The Wombwell Rainbow Presents The Whiskey Tree Wave 2 Interviews: Mark Antony Owen

Mark Antony Owen

is the author of digital-first poetry project Subruria. He’s also the creator, curator and driving force behind two popular and successful online poetry journals: the quarterly poet library that is iamb, and the ekphrastically focused After…

The Interview

1. How did you decide on what poems to send?

Alan asked us to take the gloves off – to write or select poems we felt our usual readers might not expect from us. Poems which perhaps we wouldn’t even consider publishing at all: not because we worry about the quality of those poems, but because we fear how they (and we) might be perceived upon publication. At least, that’s what I took away from Alan’s injunction. It made me choose a trio of poems that aren’t typical of me: poems which take a bigger risk. More specifically, for this first volume of wave two of The Whiskey Tree, my decision was settled once I remembered I had a poem that took a slant view of something quintessentially British: the weather. More exactly still, rain. This could have been a somewhat prosaic, unpromising topic for a poem intended to be ‘untamed’. What stopped it from being so was the fact that the rain which inspired the poem came laden with pinkish Saharan sand, owing to a freak weather event in southern England a few years ago.

2. What poetic form did it take, and why?

As ever, my three poems each took one of my nine self-created syllabic forms. I wasn’t prepared to go THAT left-field for this project!

3. How did you use the whiteness of the page in your poem?

All of my poems rest on invisible lilos in pools of white space. This is how I like to write my poetry. And if I’m being completely honest, it’s also how I like the poetry of others to be written.

4. How did you decide on the title of your poem?

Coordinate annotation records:
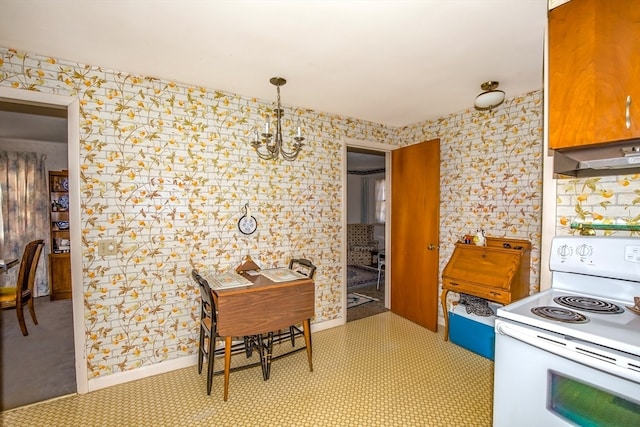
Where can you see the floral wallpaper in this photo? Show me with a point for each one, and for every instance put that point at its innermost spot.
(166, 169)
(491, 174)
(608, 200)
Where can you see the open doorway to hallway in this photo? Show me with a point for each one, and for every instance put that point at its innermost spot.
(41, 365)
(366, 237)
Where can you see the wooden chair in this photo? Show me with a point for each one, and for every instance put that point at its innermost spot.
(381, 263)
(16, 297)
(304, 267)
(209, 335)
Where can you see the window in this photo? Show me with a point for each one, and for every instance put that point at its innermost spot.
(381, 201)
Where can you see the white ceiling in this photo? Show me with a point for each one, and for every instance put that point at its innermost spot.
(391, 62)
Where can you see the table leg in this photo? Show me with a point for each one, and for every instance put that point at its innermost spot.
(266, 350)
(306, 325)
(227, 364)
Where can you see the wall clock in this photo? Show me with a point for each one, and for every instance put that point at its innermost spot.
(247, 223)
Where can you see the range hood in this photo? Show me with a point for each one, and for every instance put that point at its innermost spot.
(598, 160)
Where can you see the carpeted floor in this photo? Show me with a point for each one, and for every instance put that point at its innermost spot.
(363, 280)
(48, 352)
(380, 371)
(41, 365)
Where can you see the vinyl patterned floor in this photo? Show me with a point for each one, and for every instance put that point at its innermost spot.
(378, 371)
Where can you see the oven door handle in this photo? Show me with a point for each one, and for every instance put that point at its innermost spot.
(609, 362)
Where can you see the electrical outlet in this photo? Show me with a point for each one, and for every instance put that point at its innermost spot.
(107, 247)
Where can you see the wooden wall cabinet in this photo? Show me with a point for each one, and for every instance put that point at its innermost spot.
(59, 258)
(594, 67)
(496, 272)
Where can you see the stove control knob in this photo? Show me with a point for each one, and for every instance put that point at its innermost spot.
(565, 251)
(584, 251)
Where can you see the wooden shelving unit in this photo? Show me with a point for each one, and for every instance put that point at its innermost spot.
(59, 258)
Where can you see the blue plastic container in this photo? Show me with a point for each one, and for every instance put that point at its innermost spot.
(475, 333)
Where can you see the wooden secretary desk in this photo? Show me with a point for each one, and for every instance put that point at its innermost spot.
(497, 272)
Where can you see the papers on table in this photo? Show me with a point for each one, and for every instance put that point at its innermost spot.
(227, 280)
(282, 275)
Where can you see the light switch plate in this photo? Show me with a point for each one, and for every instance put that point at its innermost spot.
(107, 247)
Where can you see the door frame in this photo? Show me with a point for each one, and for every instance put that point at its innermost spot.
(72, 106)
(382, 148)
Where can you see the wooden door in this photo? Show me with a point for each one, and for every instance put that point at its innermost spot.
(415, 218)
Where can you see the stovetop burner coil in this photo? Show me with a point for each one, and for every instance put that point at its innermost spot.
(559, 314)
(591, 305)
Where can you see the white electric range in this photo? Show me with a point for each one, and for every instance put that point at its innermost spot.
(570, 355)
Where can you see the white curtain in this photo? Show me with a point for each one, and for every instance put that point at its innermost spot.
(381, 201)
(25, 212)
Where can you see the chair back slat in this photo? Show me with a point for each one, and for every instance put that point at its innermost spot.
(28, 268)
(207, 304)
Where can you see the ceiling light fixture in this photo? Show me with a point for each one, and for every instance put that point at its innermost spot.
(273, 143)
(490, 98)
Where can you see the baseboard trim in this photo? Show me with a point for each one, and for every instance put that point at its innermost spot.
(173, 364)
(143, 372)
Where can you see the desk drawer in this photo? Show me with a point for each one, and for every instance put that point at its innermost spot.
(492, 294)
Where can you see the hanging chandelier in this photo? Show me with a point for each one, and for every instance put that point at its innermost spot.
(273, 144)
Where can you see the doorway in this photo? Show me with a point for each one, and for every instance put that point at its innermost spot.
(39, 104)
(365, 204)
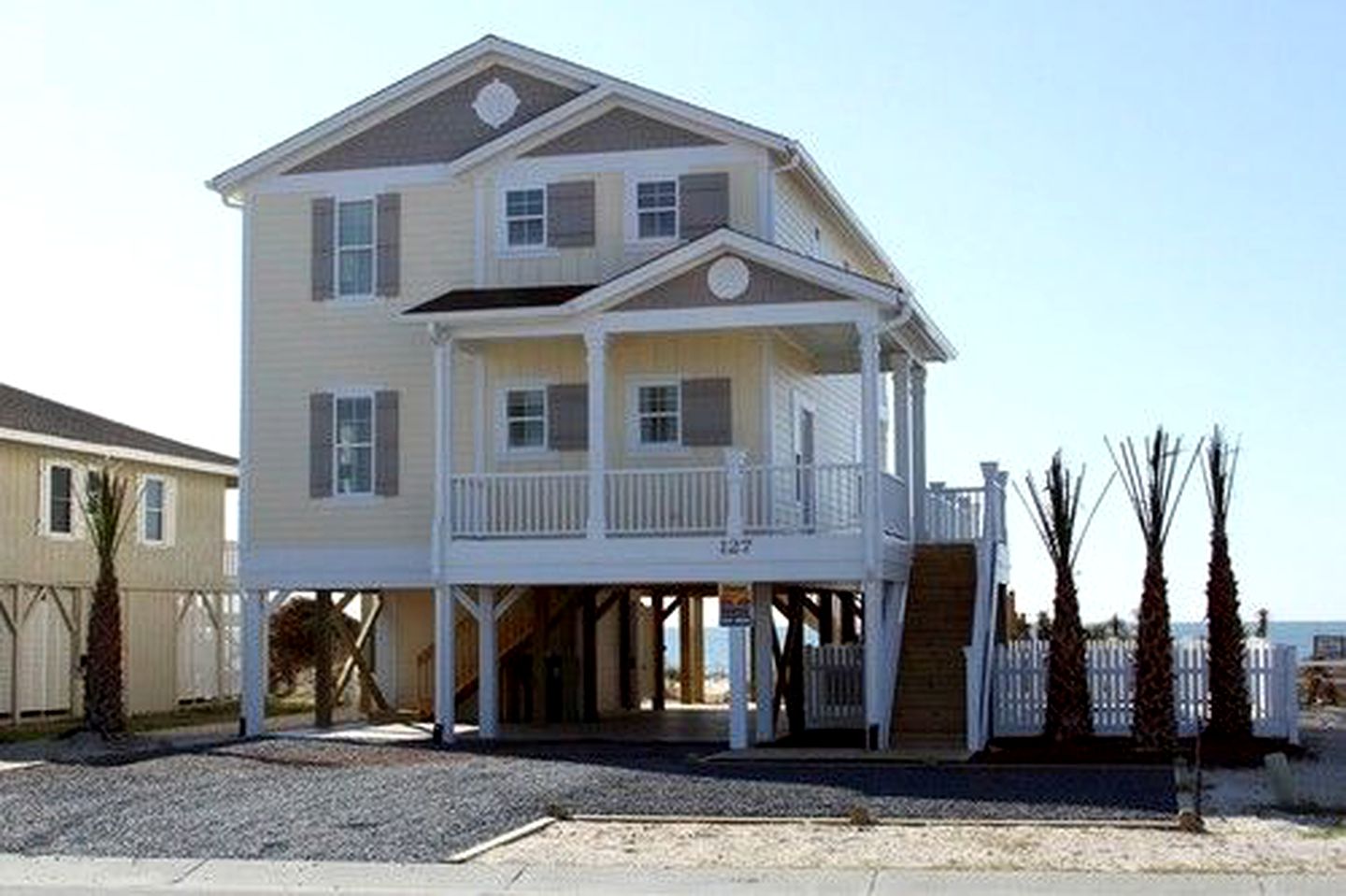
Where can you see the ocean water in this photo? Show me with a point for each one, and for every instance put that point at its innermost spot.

▸ WRITTEN REQUEST 1: According to the interview, what did the rain that inspired the poem carry with it?
▸ WRITTEN REQUEST 2: Please report every line of the records that contains the word "light".

▸ TASK OUTPUT 1: Pinkish Saharan sand.

▸ TASK OUTPUT 2:
Where can you see the light switch plate in this photo? Show me with a point for each one, and for every instance put that point at its innermost spot.
Where can you see the ceiling light fixture in this photo? Show me with a point for each one, and for every instance put that point at its innermost spot.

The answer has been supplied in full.